Stored data: Begin
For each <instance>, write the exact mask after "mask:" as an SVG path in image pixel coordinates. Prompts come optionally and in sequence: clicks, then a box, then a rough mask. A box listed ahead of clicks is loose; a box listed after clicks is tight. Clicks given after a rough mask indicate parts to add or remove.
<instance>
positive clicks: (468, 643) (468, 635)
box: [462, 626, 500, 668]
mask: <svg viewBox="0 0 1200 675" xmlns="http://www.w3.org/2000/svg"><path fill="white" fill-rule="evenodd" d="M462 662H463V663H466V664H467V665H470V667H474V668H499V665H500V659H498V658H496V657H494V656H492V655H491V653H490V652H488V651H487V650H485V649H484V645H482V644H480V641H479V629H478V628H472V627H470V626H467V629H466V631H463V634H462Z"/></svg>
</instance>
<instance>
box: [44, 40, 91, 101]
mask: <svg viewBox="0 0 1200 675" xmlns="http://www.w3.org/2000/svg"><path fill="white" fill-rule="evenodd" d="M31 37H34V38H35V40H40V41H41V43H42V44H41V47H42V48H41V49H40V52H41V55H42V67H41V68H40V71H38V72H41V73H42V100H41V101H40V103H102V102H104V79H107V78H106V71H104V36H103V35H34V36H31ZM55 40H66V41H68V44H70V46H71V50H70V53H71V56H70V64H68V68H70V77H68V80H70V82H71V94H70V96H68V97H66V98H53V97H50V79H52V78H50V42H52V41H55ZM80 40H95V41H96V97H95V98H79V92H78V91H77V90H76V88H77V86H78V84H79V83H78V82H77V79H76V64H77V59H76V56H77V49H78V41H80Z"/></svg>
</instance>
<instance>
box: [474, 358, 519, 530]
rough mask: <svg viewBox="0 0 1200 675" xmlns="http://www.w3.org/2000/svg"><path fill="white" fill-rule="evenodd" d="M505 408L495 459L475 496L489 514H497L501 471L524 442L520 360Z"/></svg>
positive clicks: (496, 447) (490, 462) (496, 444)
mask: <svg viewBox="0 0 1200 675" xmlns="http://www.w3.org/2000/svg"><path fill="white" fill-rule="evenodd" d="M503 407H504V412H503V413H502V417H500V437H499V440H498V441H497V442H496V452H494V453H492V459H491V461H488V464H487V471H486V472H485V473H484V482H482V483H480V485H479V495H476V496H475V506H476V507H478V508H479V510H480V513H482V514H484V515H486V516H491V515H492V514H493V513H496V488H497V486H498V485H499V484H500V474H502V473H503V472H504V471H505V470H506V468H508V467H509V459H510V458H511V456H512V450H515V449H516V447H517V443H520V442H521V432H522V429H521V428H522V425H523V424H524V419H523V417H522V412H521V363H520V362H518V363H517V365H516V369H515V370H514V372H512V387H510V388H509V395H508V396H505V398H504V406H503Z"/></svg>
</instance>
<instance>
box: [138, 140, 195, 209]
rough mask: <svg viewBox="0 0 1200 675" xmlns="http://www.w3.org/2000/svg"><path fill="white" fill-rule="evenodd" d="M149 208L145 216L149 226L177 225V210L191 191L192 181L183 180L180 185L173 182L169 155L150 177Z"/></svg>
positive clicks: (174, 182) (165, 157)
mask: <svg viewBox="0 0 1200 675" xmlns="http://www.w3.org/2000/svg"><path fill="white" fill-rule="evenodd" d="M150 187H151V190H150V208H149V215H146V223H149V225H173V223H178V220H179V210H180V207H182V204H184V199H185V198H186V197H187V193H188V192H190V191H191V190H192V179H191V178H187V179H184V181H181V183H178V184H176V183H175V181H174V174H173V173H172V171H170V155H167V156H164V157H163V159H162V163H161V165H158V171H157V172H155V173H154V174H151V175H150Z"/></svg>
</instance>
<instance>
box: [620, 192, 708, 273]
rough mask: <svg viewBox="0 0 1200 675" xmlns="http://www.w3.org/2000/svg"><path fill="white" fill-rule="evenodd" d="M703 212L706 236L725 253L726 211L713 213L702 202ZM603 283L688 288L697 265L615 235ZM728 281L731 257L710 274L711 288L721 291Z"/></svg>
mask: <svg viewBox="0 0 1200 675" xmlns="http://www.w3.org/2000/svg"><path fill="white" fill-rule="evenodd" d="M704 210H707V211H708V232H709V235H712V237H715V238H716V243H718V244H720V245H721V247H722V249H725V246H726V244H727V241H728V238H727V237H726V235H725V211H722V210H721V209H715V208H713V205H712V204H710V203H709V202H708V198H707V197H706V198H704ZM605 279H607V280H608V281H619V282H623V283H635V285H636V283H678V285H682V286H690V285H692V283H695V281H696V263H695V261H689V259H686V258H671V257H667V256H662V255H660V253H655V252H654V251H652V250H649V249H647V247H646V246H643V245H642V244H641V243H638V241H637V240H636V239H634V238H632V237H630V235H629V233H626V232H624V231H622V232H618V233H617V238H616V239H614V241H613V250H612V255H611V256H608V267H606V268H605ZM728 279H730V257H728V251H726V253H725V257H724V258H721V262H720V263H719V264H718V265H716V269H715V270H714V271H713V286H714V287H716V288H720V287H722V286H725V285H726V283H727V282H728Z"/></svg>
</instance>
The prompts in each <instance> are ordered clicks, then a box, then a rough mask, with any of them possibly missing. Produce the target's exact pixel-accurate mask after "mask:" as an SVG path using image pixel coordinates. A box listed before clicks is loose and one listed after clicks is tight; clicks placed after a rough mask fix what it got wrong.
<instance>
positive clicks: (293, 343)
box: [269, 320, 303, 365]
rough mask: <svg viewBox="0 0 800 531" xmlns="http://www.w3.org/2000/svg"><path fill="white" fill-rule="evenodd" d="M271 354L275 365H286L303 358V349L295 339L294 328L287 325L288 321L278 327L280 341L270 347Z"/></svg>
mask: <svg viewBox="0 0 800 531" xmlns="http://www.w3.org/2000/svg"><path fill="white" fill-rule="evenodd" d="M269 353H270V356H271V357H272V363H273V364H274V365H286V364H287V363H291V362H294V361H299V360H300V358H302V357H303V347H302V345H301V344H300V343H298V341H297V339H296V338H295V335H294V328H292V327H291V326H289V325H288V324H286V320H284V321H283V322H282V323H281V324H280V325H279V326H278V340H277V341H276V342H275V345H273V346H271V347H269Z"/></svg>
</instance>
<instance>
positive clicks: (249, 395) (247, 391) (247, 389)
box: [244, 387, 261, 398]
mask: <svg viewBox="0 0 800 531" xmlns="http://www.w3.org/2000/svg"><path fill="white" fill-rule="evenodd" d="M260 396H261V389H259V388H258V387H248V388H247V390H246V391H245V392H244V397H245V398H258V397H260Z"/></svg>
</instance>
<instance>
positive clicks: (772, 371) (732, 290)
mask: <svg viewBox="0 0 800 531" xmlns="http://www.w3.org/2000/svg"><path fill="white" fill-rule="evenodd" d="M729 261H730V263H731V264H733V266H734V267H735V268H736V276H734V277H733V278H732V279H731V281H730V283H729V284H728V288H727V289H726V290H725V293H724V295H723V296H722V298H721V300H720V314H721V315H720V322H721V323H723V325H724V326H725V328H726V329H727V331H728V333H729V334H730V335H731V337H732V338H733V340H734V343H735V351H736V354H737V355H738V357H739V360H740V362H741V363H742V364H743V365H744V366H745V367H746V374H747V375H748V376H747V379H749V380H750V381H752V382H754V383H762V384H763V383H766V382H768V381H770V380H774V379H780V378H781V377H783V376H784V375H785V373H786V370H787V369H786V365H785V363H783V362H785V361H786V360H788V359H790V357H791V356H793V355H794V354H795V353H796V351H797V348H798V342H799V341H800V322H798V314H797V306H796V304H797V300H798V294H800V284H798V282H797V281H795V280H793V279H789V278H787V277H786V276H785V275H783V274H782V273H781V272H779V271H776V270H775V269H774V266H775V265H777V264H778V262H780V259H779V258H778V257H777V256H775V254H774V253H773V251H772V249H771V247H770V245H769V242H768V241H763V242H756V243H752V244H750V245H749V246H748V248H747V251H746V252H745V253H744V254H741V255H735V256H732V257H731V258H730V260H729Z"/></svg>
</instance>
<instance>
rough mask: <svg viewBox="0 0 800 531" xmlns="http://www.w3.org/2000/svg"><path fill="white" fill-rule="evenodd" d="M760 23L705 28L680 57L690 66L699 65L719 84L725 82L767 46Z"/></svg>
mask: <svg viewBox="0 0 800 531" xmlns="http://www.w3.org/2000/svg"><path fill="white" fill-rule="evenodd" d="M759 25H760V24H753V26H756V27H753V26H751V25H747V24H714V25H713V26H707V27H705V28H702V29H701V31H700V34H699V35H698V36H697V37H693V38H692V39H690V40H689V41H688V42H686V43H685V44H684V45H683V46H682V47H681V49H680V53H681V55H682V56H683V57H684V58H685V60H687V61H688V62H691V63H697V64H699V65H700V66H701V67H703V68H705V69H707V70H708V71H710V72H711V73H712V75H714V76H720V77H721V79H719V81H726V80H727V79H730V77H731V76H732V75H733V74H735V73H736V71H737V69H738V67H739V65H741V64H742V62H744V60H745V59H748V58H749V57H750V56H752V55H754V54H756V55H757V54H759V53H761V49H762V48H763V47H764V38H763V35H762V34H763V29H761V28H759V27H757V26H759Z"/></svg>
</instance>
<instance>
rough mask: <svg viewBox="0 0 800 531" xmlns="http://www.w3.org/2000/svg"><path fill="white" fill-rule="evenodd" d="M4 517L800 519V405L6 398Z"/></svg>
Stored data: End
_What to do_
Please retype the rows above word for word, from their first line up to and including the line containing "box: [462, 626, 500, 668]", and nothing else.

_Finished task_
For each <instance>, write the exact mask after "mask:" as an SVG path in image pixel coordinates. Prompts come optionally and in sequence: clicks, then a box, then a rough mask. A box listed ahead of clicks is loose; a box listed after clicks is tight. Clicks given after a rough mask indicate parts to add or remove.
<instance>
positive clicks: (468, 643) (468, 635)
box: [462, 626, 500, 668]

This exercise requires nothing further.